● **Given data**
────

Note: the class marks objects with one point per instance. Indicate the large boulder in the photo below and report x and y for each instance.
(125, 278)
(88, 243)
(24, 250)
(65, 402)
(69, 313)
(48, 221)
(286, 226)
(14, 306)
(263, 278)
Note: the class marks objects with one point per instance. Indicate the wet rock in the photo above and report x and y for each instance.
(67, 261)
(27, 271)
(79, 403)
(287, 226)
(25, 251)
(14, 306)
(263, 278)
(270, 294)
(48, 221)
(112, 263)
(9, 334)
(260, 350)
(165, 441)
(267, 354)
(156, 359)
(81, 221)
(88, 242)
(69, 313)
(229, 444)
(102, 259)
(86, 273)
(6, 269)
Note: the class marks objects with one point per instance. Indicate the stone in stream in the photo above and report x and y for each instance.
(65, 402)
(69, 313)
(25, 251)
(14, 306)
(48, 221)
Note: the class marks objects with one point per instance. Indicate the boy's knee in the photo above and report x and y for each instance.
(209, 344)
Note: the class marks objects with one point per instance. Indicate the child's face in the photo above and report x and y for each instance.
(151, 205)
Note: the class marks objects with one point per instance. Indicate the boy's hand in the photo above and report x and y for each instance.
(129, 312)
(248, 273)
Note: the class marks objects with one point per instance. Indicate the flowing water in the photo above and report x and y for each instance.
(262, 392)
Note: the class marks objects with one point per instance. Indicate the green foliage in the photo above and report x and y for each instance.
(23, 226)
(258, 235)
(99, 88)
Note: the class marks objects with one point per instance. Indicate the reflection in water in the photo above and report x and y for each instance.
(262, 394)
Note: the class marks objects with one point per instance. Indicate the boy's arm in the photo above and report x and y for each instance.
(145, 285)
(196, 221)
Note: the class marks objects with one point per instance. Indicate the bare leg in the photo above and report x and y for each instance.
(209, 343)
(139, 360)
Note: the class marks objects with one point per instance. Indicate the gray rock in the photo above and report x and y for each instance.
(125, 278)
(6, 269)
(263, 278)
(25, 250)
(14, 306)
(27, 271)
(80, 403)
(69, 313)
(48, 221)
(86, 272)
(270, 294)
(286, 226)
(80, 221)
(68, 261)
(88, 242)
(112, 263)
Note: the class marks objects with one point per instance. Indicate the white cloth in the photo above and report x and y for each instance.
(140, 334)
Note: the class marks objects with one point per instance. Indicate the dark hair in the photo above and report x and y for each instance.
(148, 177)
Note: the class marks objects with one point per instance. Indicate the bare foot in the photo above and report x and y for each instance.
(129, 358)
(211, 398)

────

● **Action item**
Only one span is to be repeated: the line with "the bare leg" through the final line of the entries above, word for word.

● **Task response**
Note: the class marks objects with one point per instance. Indicate the bare leg in the photo above and report x and y for each instance.
(209, 343)
(139, 360)
Note: the class marks objects with one point per instance. Indicate the gray rock in the photo above and report x and y for each instance.
(125, 278)
(6, 269)
(263, 278)
(25, 250)
(14, 306)
(27, 271)
(80, 403)
(69, 313)
(48, 221)
(86, 272)
(270, 294)
(286, 226)
(80, 221)
(68, 261)
(88, 242)
(112, 263)
Note: the class marks objects with one point per instance. Indicate the white cloth in the photo above and report x and y for each instance.
(140, 334)
Note: the class marks objects with one point per instance. Indicate the dark hair in the photo above and report x and y for each instance.
(148, 177)
Note: the class marks objects with one point per instance. Indicate the bare foot in the photo above and report x and y for each instance.
(129, 358)
(211, 398)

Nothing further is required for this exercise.